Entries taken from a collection
..............................

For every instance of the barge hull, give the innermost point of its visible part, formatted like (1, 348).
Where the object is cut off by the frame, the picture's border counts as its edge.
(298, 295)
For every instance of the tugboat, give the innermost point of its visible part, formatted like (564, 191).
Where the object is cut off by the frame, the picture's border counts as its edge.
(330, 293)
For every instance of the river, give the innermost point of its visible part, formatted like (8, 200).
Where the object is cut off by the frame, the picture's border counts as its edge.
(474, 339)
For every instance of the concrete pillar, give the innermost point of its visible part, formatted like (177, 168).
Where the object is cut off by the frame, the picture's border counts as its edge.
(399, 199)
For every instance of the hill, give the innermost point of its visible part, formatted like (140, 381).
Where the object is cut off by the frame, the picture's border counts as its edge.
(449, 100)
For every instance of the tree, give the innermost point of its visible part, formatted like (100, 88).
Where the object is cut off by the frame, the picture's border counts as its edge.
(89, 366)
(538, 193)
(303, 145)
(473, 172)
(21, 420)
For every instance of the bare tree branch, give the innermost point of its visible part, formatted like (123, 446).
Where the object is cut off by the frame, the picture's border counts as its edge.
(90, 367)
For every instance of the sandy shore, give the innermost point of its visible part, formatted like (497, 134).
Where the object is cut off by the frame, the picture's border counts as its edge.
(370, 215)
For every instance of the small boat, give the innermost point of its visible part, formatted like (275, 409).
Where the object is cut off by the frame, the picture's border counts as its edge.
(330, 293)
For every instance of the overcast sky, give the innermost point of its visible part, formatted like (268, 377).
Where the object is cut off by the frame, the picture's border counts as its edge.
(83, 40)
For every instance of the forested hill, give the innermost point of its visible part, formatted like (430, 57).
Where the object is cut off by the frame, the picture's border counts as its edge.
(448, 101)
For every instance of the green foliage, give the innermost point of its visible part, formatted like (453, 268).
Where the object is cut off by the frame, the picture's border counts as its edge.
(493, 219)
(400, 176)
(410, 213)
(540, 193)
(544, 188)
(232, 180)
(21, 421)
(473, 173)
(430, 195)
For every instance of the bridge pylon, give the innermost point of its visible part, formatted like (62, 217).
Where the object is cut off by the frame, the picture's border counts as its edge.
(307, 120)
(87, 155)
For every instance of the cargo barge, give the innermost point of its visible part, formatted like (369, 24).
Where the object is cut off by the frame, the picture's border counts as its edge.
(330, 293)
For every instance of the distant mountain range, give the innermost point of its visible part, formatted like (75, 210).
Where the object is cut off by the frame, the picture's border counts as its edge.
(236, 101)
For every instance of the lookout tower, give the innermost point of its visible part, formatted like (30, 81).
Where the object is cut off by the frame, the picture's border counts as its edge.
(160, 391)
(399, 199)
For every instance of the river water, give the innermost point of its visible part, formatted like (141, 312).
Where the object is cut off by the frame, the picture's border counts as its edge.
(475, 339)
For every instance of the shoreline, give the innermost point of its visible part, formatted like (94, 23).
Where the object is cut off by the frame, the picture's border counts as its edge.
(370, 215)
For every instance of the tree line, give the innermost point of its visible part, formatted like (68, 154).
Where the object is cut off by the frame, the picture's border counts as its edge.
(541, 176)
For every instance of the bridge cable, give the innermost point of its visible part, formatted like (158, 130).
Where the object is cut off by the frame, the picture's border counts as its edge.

..............................

Print again the material above, limited to the lines from the one holding "For every instance of the cargo" through the last, inclusive.

*EXPECTED ANSWER*.
For every instance of the cargo barge, give the innermost point of its visible part, formatted like (369, 24).
Where the object is cut off by the frame, the picture's border counts as its edge.
(330, 293)
For every instance of the distant mountain range, give the innermost point of its visible part, formatted like (75, 210).
Where the object is cut off by the frame, the picture's border counts as its edge.
(236, 101)
For every instance of the lookout tower, give the innermost point of its visible part, formatted like (30, 81).
Where the object is cut off by the frame, the picture's border counts as its edge.
(160, 391)
(399, 199)
For every instance of the river water, give the innermost point of its visible part, formatted like (141, 312).
Where the object is cut off by the frame, the picture's border counts as its edge.
(475, 339)
For every instance of the shoreline, give the innermost point of its visible part, formatted like (94, 23).
Where the object is cut off by the frame, the picture's border counts as its edge.
(370, 215)
For every instance of the tree line, give the innermost point of its visible part, formatted like (68, 154).
Where the object is cut off by the frame, the picture's border counts as its edge.
(541, 176)
For every instance of the bridge cable, give the innermost point of its visible part, formatted like (158, 130).
Where the object is cut off by the frame, the picture's border counts as its edge.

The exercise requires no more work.